Objective ▸ Below are records to transcribe exactly, without their pictures.

Photo object pointing records
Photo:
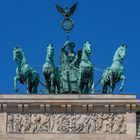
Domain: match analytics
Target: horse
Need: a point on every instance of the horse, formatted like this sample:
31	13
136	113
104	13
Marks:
86	70
115	72
24	73
51	72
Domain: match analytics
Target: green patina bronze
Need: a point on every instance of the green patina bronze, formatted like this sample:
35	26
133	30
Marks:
75	74
51	72
86	71
115	72
24	73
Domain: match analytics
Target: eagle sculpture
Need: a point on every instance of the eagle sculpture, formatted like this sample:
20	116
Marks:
67	12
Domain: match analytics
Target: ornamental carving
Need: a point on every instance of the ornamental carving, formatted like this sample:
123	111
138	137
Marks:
66	123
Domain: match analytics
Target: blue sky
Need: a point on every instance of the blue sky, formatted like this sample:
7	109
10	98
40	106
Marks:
32	24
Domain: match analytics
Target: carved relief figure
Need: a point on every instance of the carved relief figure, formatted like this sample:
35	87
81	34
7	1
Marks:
67	123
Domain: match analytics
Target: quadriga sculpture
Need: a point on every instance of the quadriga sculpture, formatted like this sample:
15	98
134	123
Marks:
24	73
50	72
86	70
115	72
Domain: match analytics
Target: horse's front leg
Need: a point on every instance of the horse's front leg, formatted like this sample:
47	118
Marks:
15	83
27	85
122	84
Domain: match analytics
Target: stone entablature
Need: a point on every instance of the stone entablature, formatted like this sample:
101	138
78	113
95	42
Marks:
100	116
65	123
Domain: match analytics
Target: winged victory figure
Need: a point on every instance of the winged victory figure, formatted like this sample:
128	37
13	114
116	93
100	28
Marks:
67	12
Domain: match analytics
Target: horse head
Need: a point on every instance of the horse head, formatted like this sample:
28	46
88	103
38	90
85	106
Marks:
120	53
87	47
50	52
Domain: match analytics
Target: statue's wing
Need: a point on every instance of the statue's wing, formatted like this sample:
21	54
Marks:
72	9
60	9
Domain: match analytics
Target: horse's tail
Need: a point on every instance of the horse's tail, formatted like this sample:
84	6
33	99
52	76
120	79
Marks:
98	82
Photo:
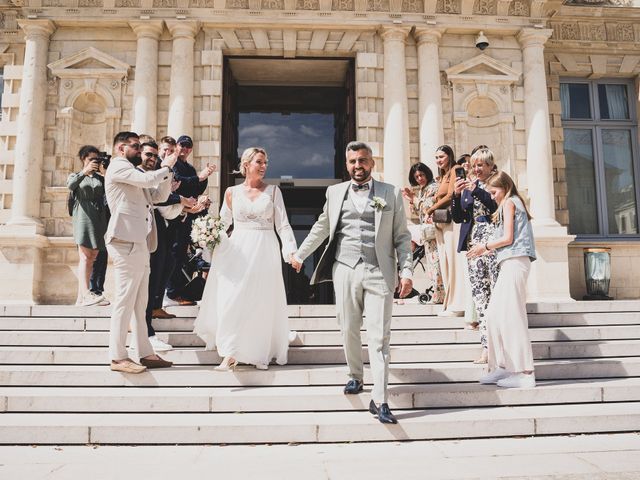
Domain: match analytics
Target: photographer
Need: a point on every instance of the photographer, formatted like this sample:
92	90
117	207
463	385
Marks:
89	220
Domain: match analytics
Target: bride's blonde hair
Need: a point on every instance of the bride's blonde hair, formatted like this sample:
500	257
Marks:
247	156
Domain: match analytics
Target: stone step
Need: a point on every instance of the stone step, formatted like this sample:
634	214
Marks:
307	427
326	338
410	322
294	375
323	310
324	355
319	398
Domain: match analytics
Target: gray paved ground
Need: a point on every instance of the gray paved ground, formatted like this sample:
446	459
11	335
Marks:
596	457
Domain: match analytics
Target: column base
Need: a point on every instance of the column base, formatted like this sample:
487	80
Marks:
549	276
21	253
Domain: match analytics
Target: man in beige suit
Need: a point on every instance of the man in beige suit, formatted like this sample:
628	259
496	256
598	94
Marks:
368	242
130	237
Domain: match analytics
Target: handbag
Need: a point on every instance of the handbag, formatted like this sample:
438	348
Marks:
442	215
428	231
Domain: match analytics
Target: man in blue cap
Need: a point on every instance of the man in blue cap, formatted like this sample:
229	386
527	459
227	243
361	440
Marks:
192	185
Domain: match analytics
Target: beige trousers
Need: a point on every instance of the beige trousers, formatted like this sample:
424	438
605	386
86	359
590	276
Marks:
452	266
363	290
131	276
507	324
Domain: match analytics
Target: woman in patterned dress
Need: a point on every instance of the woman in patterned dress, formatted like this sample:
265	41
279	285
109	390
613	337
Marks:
421	176
472	206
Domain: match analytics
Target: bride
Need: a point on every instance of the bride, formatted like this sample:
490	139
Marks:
243	312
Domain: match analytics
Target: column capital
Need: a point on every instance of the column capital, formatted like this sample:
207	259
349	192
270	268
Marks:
529	37
391	33
180	28
428	34
147	29
37	28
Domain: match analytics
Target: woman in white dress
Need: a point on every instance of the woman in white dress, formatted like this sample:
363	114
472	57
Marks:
243	313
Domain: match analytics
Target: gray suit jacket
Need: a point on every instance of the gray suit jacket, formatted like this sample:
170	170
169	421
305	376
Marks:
131	195
393	240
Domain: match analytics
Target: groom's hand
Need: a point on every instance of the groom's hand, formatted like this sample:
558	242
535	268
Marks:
406	285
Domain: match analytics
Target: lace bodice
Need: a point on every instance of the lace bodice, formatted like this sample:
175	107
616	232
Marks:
264	212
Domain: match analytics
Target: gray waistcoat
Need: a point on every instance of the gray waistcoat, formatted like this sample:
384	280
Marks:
355	238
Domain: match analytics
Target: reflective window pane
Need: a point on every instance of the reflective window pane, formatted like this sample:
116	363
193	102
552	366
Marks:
300	145
613	101
581	183
575	101
620	190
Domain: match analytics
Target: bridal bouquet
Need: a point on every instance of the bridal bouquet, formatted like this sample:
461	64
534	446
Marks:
207	231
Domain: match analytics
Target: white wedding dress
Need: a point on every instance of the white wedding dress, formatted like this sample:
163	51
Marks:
243	312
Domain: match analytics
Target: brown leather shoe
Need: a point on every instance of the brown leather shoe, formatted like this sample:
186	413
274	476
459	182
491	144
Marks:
127	366
161	313
153	363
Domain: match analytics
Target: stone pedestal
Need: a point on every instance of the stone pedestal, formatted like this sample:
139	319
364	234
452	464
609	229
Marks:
145	92
181	91
429	96
396	108
549	277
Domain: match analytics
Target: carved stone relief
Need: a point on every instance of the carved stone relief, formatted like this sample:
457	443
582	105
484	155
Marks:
413	6
308	4
485	7
343	5
448	6
519	8
378	5
237	4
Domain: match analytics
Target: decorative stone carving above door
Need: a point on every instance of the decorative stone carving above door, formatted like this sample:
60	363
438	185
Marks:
483	110
90	86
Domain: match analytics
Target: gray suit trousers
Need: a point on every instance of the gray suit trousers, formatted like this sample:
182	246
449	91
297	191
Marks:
363	290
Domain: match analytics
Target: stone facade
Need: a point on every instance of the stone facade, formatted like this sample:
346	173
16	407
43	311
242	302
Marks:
77	71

The reply ▸
Photo:
Domain: match analytics
Target: horse
Need: a point on every instance of the horse, formatted like this sample:
31	13
136	113
104	13
Marks:
86	70
115	72
24	73
51	72
Domain: match analytics
Target: green patina bronze
Need: a point on every instance of the green patina bronze, formatted like this sample:
35	26
133	30
Marks:
75	74
51	72
86	71
115	72
24	73
Domain: match analytics
Target: eagle sculpture
Need: a point on every instance of the eagle sculpture, formatted like this sample:
20	116
Marks:
67	12
Domain: match analytics
Target: ornamental carving
Need: a point on every instance of the ornamental carving, formatted like this sample:
123	111
138	137
Marks:
66	123
Domain: match analytics
Target: blue sky
Need: a point on every instance of the blue sky, formatted like this sample:
7	109
10	98
40	106
Marks:
32	24
Domain: match analytics
Target: carved relief figure
Need: a point on every instance of the carved relief figure, formatted like this sample:
35	87
81	34
7	1
Marks:
67	123
Domain: match analytics
Target: quadriga sculpture
Need: a point on every instance of the quadriga sculpture, formatted like this sample:
15	98
134	123
Marks:
24	73
50	72
86	70
115	72
Domain: match analytics
Target: horse's front leg
Need: a point on every instance of the horse's front leg, formatted like this sample:
47	118
Marks:
15	83
27	85
122	84
Domain: match analytics
Target: stone entablature
Need: a point on every instance of the stone entablature, formatted like this sample:
101	138
78	113
95	42
Marks:
100	116
65	123
Domain: match analytics
Target: winged victory figure
Need: a point on every instance of the winged victory figure, formatted like this sample:
128	37
13	114
116	93
100	28
Marks:
67	12
Domain: match analytics
Target: horse head
Need: a point on every instance of the horse head, formatted like this sample:
28	46
88	103
38	90
85	106
Marks:
120	53
87	47
50	52
Domain: match analytics
Target: statue's wing
Need: a point on every instance of the statue's wing, formatted like this sample:
21	54
Marks:
72	9
60	9
Domain: match analytics
Target: horse's tail
Need: a point on every instance of the horse's tail, formatted like this sample:
84	6
33	99
52	76
120	79
Marks:
98	82
Photo:
Domain: match analytics
Target: photographer
Need: a point on every instance of the photographer, formatted like this sample:
92	90
117	207
463	385
Marks:
89	220
Domain: match analytics
Target: bride's blonde hair
Need: a point on every instance of the bride's blonde hair, formatted like this sample:
500	257
Marks:
247	156
Domain: match analytics
Target: stone step
Need: a point on every instance of the stone step, formatted like this sample:
634	214
Marks:
307	427
326	338
410	322
294	375
323	310
324	355
319	398
Domain: match analytics
Target: gray paved ground
Need: a point on every instance of the gray paved ground, formatted like this sample:
446	459
11	335
Marks:
596	457
Domain: match analytics
Target: column base
Need: a point on every instance of the column base, formatted like this sample:
487	80
Marks:
549	276
21	253
Domain: match analytics
Target: man in beige suit
Need: a point on every instance of the man in beige suit, formatted like this sample:
628	259
496	256
598	94
Marks:
368	242
130	237
Domain: match analytics
Target: handbag
Need: a point on every instance of the handbag, formatted like this sample:
438	348
Marks:
442	215
428	231
Domain: match analytics
Target: man in blue cap
Need: a point on every instance of the man in blue cap, formatted like this sample:
229	386
527	459
227	243
361	440
Marks:
192	185
Domain: match analytics
Target: beige trousers
Need: a point on every instance of the beige trousers, formatted like this sample:
424	438
605	386
86	359
590	276
Marks:
452	266
363	290
131	276
507	324
Domain: match analytics
Target: woman in patterned dress
Need: a point on every instance of the woman in patterned dress, formatted like this sample:
265	41
279	285
109	390
613	337
Marks:
421	176
472	206
Domain: match analytics
Target: bride
Need: a point on every instance of the bride, formatted like this sample:
490	139
Marks:
243	312
Domain: match analytics
Target: column capital
Need: a point on every instance of the column capital, formatted like this sample:
207	259
349	192
270	268
Marks:
529	37
391	33
180	28
428	34
147	29
37	28
Domain: match analytics
Target: woman in white dress
Need: a point on every instance of the woman in white dress, formatted like this sample:
363	114
472	57
Marks:
243	313
Domain: match analytics
Target: gray suit jacket
Need: a point on every instance of the gray suit jacket, formatted like this sample:
170	170
169	421
305	376
Marks:
131	195
393	240
Domain: match analytics
Target: groom's hand
Need: a point on every instance of the groom's hand, formatted like this sample:
558	242
535	268
Marks:
406	285
Domain: match analytics
Target: lace bodice
Need: a point on every instance of the lace bodice, formatted like this sample:
175	107
616	232
Marks:
264	212
Domain: match analytics
Target: gray waistcoat
Need: a point on every instance of the gray waistcoat, formatted like this sample:
384	280
Marks:
355	238
Domain: match analytics
Target: reflective window pane
Need: a point on every instance of the reflective window pane, formatted like this sample:
116	363
193	102
552	366
Marks:
300	145
613	101
581	183
575	101
620	190
Domain: match analytics
Target: bridal bouquet
Need: a point on every instance of the bridal bouquet, formatted like this sample:
461	64
534	446
Marks:
207	231
Domain: match analytics
Target: white wedding dress
Need: a point on every instance of the white wedding dress, formatted like this sample:
163	51
Marks:
243	312
Domain: match analytics
Target: brown leather shoe
Need: a point on every instance of the brown leather shoe, formatted like this sample:
186	413
274	476
459	182
491	144
Marks:
127	366
161	313
153	363
Domain: match analytics
Target: stone pedestal
Need: a point on every instance of the stone pedestal, formatted like this sample:
139	319
364	234
452	464
609	229
Marks:
145	92
181	91
429	96
396	108
549	277
Domain: match analytics
Target: carved stone relief
Need: a point on every instance of the carved stone relief, formatted like this sample:
457	443
582	105
484	155
Marks:
413	6
308	4
485	7
343	5
448	6
519	8
378	5
237	4
Domain: match analytics
Target: decorative stone carving above door
Need: a point on every instance of the decorative stone carving above door, formatted like this sample:
60	363
438	185
Marks:
483	110
90	86
Domain: match analytics
Target: gray suit trousers
Need: a point on every instance of the gray suit trousers, formatted like this sample:
182	246
449	91
297	191
Marks:
363	290
Domain: match analytics
Target: stone facade
Need: a point on every instance of the stone facade, formatted like this sample:
346	173
16	407
43	311
242	302
Marks:
77	71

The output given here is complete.